(EXTRACTED RECORDS Opens)
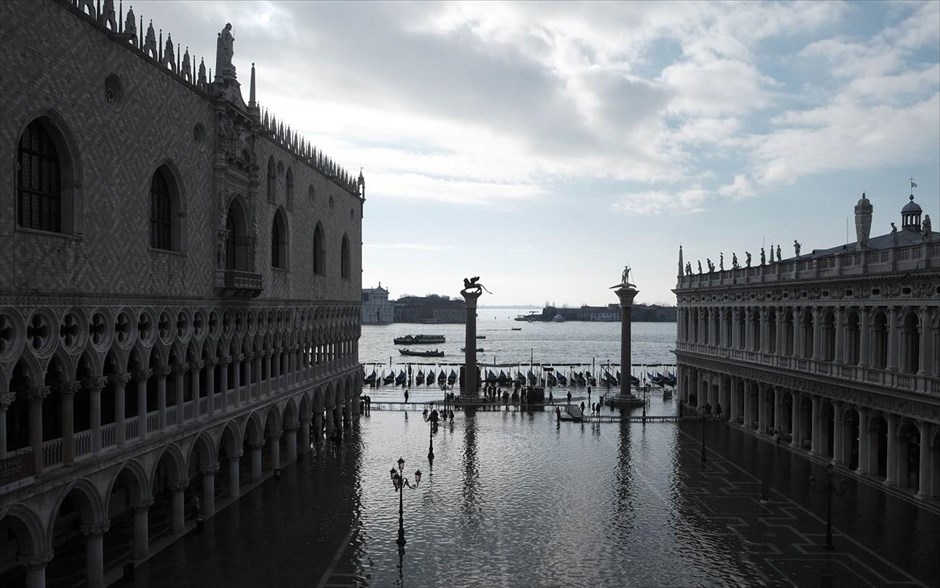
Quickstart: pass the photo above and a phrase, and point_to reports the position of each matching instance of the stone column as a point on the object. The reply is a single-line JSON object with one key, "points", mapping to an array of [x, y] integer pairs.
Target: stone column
{"points": [[94, 553], [178, 515], [208, 490], [195, 367], [864, 338], [796, 418], [923, 478], [891, 469], [223, 381], [237, 376], [35, 568], [95, 386], [814, 443], [119, 382], [892, 338], [179, 372], [304, 435], [255, 449], [926, 359], [68, 391], [267, 370], [161, 373], [36, 396], [626, 293], [6, 399], [839, 355], [141, 529], [318, 425], [470, 383], [210, 385], [817, 333], [291, 432], [864, 416], [141, 376], [275, 441], [838, 433], [234, 476]]}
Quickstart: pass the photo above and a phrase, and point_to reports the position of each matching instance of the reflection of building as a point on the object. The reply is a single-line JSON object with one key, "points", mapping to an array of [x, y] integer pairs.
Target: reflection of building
{"points": [[376, 307], [179, 290], [835, 352], [430, 309]]}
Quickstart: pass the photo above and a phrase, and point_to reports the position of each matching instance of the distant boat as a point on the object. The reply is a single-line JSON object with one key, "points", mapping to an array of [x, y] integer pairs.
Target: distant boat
{"points": [[428, 353], [419, 339]]}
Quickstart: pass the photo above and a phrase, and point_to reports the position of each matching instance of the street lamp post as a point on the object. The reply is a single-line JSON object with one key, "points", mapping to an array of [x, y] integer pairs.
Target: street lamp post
{"points": [[833, 486], [399, 481]]}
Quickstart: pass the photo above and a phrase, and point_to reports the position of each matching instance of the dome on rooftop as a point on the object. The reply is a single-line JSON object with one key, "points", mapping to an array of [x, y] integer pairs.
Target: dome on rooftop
{"points": [[911, 207]]}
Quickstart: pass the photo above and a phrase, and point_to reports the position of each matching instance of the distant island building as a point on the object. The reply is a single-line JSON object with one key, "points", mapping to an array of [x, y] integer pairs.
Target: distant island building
{"points": [[431, 309], [835, 352], [652, 313], [376, 309], [179, 290]]}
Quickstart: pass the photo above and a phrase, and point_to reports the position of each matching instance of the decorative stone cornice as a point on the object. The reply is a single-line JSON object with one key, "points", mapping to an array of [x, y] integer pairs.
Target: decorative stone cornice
{"points": [[95, 529], [39, 393]]}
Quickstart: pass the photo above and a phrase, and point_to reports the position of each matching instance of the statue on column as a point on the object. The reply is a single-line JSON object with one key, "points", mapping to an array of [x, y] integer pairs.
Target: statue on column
{"points": [[225, 51]]}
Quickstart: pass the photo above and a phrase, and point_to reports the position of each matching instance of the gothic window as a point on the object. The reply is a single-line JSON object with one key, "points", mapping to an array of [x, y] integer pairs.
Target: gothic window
{"points": [[38, 181], [344, 258], [289, 190], [161, 223], [319, 251], [272, 180], [279, 241], [237, 242]]}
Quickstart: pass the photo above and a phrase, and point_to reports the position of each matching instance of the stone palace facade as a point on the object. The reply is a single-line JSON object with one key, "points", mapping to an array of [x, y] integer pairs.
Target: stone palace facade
{"points": [[179, 290], [836, 352]]}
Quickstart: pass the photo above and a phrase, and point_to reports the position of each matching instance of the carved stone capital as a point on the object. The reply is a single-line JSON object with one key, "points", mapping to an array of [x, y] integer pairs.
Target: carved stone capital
{"points": [[6, 399], [69, 388], [210, 470], [179, 486], [96, 383], [39, 393], [142, 505], [36, 561], [96, 529], [120, 379]]}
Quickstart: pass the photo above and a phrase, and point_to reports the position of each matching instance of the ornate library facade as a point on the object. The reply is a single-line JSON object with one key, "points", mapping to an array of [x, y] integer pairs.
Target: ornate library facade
{"points": [[179, 290], [835, 352]]}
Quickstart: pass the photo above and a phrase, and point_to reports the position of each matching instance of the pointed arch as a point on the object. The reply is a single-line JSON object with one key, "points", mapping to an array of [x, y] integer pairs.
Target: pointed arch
{"points": [[280, 240], [319, 251]]}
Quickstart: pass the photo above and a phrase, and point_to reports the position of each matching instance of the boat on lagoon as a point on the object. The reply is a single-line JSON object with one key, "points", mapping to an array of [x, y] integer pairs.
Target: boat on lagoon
{"points": [[419, 339]]}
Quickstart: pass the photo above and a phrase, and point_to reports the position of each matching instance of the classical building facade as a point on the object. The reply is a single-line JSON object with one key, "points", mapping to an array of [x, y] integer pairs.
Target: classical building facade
{"points": [[836, 352], [179, 290], [377, 309]]}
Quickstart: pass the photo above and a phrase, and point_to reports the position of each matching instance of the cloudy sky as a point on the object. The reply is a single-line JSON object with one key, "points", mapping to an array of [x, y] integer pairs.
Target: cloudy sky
{"points": [[542, 146]]}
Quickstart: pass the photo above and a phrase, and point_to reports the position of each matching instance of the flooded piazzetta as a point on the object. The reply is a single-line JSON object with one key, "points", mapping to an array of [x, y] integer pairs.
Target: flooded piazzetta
{"points": [[516, 498]]}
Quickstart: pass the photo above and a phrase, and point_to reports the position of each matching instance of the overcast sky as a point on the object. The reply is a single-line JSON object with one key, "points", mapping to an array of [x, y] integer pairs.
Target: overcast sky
{"points": [[544, 146]]}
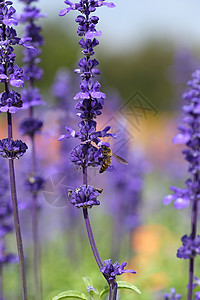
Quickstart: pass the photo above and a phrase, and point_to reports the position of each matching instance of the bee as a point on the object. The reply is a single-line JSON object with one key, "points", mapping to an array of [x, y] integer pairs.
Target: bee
{"points": [[107, 154]]}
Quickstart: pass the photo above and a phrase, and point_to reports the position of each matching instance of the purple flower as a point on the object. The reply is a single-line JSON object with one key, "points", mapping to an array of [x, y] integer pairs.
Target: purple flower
{"points": [[110, 271], [86, 155], [31, 97], [190, 248], [85, 196], [189, 135], [30, 126], [34, 183], [10, 101], [12, 149], [197, 295], [172, 295], [34, 40]]}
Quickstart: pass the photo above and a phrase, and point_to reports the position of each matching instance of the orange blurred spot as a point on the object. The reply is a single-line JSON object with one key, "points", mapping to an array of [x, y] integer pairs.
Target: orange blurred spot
{"points": [[149, 238]]}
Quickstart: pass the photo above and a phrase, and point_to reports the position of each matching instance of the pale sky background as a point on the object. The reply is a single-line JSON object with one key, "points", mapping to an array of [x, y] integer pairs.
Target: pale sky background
{"points": [[135, 22]]}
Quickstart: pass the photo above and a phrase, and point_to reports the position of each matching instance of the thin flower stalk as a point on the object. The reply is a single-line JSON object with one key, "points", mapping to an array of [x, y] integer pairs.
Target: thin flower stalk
{"points": [[189, 135]]}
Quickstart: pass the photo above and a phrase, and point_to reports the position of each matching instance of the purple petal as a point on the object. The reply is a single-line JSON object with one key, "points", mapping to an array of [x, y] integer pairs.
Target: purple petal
{"points": [[181, 138], [17, 82], [12, 109], [91, 34], [168, 199], [64, 11], [10, 22], [197, 109]]}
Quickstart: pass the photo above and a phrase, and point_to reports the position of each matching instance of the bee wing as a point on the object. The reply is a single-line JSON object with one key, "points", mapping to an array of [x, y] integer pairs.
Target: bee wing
{"points": [[120, 159]]}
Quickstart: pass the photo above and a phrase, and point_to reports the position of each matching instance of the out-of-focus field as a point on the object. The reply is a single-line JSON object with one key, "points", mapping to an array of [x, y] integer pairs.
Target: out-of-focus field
{"points": [[143, 104]]}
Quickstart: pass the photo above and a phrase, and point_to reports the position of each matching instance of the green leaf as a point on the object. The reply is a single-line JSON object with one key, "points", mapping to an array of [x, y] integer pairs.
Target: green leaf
{"points": [[120, 285], [71, 294]]}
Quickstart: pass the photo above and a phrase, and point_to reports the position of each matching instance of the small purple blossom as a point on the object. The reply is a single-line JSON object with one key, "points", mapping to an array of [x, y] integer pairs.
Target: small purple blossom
{"points": [[12, 149], [172, 295], [6, 258], [110, 270], [85, 196], [10, 101], [190, 248], [30, 126], [84, 155], [90, 98], [31, 97]]}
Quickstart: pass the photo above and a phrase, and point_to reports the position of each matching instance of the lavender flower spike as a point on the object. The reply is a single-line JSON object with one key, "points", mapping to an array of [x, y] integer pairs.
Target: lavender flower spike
{"points": [[31, 125], [189, 135], [10, 102]]}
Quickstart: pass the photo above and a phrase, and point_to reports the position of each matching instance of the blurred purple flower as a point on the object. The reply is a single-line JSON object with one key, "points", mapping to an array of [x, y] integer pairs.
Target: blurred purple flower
{"points": [[12, 149], [85, 196], [110, 270], [190, 248]]}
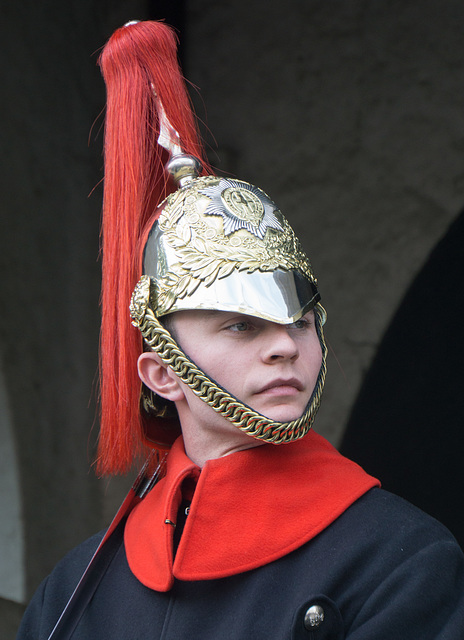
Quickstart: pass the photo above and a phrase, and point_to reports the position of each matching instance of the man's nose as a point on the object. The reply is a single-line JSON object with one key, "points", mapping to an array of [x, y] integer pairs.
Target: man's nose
{"points": [[279, 344]]}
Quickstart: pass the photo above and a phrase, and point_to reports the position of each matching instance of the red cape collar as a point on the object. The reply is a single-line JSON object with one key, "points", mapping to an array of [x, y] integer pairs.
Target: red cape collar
{"points": [[248, 509]]}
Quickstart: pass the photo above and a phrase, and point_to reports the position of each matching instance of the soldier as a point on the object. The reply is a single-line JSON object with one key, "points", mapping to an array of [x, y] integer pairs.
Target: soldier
{"points": [[256, 527]]}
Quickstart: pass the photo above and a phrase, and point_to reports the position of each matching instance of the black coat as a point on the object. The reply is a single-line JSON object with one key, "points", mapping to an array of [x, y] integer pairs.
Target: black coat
{"points": [[382, 571]]}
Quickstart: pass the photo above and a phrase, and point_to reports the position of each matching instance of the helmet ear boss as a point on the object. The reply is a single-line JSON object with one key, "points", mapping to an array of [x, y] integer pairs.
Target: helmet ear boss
{"points": [[245, 418]]}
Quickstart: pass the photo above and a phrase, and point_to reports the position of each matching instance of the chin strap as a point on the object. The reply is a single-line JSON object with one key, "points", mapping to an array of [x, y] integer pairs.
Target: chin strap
{"points": [[240, 415], [152, 471]]}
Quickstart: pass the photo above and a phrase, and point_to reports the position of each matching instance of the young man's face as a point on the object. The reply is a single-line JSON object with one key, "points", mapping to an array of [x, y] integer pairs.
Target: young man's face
{"points": [[270, 367]]}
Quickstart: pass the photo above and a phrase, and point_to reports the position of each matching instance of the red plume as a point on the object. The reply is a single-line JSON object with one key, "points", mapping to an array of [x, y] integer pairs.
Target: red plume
{"points": [[139, 65]]}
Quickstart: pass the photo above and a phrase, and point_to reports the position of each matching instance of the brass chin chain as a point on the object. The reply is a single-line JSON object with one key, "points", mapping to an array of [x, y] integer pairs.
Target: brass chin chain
{"points": [[243, 417]]}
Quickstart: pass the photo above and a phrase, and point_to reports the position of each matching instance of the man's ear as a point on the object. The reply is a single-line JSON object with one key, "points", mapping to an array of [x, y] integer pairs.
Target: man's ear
{"points": [[158, 377]]}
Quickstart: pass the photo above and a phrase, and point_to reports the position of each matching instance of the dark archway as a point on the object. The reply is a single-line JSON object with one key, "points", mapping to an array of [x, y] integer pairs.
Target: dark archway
{"points": [[407, 425]]}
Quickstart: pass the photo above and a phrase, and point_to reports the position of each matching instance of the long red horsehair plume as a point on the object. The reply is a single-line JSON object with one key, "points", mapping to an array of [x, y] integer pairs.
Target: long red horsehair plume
{"points": [[140, 68]]}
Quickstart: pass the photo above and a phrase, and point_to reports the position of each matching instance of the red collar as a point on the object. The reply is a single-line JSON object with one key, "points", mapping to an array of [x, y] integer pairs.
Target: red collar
{"points": [[249, 508]]}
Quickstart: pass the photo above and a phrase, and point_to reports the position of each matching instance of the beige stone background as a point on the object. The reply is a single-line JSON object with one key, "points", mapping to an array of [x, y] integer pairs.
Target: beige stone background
{"points": [[350, 114]]}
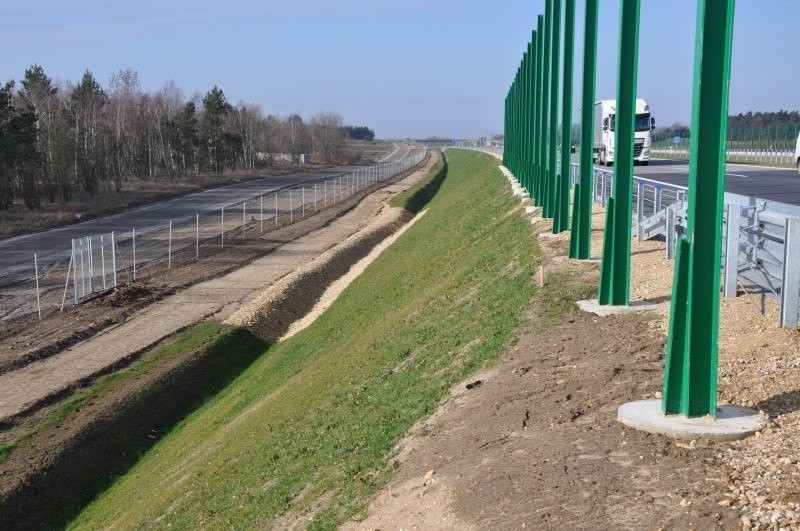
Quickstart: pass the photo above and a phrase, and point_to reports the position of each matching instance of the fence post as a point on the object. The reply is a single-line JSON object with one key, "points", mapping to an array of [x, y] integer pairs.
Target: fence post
{"points": [[790, 283], [615, 268], [731, 269], [36, 273], [91, 264], [690, 373], [70, 269], [103, 260]]}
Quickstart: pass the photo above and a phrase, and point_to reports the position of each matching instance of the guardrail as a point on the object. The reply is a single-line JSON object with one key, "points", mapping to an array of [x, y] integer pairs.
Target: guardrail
{"points": [[40, 283], [761, 245]]}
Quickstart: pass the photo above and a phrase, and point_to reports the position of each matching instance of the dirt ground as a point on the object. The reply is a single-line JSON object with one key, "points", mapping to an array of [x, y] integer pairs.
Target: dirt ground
{"points": [[107, 433], [533, 442]]}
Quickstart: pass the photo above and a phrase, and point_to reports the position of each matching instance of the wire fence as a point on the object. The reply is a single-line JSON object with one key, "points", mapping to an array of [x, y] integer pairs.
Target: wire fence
{"points": [[37, 284], [774, 145]]}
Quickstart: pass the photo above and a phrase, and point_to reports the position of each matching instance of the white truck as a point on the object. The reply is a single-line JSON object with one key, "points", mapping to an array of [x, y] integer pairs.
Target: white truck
{"points": [[605, 112]]}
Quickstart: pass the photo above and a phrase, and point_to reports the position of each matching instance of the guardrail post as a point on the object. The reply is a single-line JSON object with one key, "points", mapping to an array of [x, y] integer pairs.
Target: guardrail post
{"points": [[615, 267], [690, 374], [580, 238], [790, 283], [731, 267]]}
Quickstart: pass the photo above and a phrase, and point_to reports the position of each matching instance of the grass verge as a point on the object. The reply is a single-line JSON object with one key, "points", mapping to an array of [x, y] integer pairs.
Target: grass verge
{"points": [[305, 434]]}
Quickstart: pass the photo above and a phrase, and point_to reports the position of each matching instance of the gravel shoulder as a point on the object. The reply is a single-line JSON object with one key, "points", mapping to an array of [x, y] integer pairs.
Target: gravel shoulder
{"points": [[534, 442]]}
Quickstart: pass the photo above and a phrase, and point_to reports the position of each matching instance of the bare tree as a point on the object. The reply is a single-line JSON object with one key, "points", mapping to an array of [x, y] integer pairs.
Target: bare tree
{"points": [[327, 132]]}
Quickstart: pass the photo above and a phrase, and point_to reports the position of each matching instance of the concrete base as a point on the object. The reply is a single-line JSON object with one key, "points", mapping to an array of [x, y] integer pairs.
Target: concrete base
{"points": [[593, 306], [548, 235], [732, 422]]}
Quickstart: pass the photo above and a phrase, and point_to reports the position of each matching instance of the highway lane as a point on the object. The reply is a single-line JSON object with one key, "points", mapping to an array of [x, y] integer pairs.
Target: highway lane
{"points": [[773, 184], [58, 239]]}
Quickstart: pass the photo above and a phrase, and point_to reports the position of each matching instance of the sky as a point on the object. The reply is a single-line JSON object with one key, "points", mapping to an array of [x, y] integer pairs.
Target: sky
{"points": [[410, 68]]}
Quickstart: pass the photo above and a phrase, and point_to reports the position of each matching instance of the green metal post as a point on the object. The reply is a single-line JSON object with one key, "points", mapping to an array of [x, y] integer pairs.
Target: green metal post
{"points": [[532, 115], [561, 215], [547, 56], [615, 270], [552, 163], [540, 106], [690, 375], [580, 238]]}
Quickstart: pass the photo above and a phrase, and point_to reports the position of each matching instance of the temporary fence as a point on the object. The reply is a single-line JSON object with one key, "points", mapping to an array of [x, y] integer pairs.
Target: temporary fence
{"points": [[39, 283]]}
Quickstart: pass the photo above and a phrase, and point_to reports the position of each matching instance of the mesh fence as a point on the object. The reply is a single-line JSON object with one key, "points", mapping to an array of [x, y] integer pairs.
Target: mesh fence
{"points": [[31, 286]]}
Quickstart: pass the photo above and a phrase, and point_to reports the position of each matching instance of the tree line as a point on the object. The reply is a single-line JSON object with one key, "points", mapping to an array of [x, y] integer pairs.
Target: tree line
{"points": [[58, 137]]}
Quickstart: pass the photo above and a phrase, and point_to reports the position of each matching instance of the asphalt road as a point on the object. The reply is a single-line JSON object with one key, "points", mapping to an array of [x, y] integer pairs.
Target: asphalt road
{"points": [[59, 239], [773, 184]]}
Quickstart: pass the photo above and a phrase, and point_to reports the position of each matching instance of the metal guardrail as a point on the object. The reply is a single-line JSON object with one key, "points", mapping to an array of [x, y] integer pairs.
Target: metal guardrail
{"points": [[93, 264], [761, 247]]}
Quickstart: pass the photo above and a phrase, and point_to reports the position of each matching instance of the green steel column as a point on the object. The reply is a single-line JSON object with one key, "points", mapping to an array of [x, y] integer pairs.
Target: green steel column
(EXTRACTED RECORDS Closes)
TASK OBJECTIVE - The required output is a copy of each line in the records where the string "steel" occurs.

OUTPUT -
Quickstart: pass the photo above and a phrase, and point_to reports the position of each matching instance of the green steel column as a point on the object. The reply is a single-line JSON object with one key, "points", mapping to an array of [x, y] integer pairs.
Target: green steel column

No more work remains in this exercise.